Request
Can you put the data below into a two-column CSV with the headers prompt_text and answer, giving each prompt_text its own row beside its answer, with every field in quotes and line breaks turned into spaces?

○ ○ ○ ○ ○

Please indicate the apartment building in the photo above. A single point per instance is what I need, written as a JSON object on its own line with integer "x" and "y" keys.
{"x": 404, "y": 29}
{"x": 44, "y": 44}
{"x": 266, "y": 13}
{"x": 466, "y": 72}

○ ○ ○ ○ ○

Complete answer
prompt_text,answer
"Please indicate the apartment building in the photo above. A single point per instance is what I need, written as a JSON object on its own line with integer ""x"" and ""y"" keys.","{""x"": 404, ""y"": 29} {""x"": 44, ""y"": 44} {""x"": 266, ""y"": 13} {""x"": 466, ""y"": 72}"